### CHALLENGE
Pull out every line of the items below that contains the string "woman" and copy each one. Matching is case-sensitive.

### RECORDS PROVIDED
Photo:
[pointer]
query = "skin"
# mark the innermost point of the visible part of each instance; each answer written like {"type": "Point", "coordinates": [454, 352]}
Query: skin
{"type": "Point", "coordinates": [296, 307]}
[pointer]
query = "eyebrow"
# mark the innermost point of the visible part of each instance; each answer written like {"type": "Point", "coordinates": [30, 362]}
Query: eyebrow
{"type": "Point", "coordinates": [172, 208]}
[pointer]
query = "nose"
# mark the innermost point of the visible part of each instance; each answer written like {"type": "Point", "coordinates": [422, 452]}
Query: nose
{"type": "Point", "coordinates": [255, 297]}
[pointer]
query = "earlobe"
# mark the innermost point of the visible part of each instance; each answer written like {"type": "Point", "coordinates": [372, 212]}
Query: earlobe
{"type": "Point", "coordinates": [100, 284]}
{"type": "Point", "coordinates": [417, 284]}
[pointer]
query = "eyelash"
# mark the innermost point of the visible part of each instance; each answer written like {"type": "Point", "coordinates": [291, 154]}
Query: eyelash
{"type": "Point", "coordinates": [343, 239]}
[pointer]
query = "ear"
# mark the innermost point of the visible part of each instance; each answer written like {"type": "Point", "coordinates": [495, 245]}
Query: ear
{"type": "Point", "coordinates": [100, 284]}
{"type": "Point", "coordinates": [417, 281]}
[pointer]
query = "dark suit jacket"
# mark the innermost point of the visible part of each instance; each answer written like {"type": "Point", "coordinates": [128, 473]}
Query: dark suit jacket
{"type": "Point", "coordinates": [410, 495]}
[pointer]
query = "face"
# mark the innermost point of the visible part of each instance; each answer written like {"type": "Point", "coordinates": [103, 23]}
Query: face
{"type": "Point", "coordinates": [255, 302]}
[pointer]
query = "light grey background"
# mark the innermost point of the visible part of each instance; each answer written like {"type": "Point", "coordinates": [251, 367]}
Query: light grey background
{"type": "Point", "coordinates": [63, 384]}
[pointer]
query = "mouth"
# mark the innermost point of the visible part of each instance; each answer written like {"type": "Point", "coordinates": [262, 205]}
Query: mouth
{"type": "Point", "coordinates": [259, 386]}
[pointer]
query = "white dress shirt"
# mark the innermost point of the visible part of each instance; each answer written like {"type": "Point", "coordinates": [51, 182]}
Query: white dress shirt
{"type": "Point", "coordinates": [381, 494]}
---
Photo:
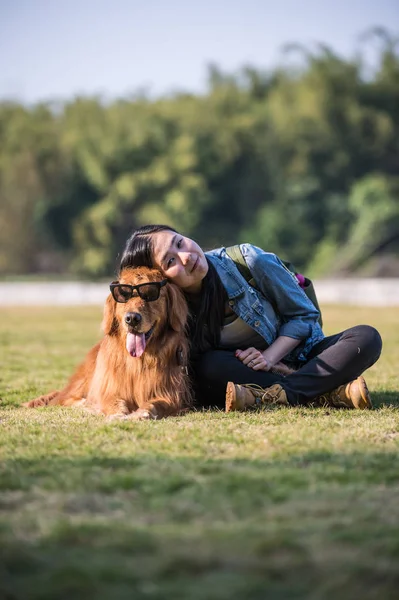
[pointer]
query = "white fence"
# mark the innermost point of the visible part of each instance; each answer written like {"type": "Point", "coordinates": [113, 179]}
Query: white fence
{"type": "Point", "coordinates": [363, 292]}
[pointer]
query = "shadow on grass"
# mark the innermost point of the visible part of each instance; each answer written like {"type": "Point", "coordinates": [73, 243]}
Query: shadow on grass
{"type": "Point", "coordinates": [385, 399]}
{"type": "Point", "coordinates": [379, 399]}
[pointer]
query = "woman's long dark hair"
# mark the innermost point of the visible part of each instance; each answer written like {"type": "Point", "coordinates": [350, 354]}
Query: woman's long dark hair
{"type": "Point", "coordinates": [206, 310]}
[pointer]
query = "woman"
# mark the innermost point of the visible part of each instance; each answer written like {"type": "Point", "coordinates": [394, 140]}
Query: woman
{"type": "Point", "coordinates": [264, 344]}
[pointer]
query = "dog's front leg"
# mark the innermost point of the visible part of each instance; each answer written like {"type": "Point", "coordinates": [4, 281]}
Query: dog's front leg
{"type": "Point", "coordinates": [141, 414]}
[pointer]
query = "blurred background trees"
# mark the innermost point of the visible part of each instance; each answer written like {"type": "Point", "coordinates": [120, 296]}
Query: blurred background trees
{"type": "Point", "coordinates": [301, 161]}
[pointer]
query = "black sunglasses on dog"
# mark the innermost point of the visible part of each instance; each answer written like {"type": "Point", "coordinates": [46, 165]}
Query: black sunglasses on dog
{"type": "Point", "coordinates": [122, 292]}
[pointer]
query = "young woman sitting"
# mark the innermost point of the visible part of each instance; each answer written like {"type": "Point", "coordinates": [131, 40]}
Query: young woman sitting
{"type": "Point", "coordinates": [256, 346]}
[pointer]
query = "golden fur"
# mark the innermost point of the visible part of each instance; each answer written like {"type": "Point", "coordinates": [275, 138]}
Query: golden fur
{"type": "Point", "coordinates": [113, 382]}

### RESPONSE TO THE EXERCISE
query = "woman's long dark hair"
Query: woman's long dark hair
query = "woman"
Query: woman
query = "young woman sitting"
Query: young woman sitting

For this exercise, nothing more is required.